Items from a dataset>

Start of Block

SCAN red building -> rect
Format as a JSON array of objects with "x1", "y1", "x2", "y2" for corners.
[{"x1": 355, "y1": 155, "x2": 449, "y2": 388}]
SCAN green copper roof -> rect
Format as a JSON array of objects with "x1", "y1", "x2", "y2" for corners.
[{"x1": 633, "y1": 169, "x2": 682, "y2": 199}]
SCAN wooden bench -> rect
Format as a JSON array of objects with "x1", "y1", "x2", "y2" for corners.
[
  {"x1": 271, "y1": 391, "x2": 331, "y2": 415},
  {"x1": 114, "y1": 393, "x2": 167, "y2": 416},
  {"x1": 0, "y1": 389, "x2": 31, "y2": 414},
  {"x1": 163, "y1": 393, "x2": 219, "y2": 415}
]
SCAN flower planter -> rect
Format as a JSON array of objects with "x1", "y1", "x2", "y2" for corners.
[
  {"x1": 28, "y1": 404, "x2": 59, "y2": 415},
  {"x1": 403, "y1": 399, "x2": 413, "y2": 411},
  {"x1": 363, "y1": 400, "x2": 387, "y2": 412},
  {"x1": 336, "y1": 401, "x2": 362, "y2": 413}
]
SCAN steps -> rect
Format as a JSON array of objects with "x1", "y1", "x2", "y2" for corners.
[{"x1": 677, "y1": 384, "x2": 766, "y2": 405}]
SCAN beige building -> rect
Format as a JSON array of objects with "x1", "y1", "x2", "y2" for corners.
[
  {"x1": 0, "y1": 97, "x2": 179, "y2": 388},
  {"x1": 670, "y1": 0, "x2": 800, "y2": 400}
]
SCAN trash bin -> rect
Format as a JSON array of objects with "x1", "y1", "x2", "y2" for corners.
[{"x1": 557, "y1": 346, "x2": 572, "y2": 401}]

End of Block

Aim of the exercise> All lines of the data above that include the word "SCAN" must be shown.

Exercise response>
SCAN red building -> rect
SCAN green copper roof -> rect
SCAN wooden bench -> rect
SCAN flower planter -> rect
SCAN steps -> rect
SCAN beige building -> rect
SCAN trash bin -> rect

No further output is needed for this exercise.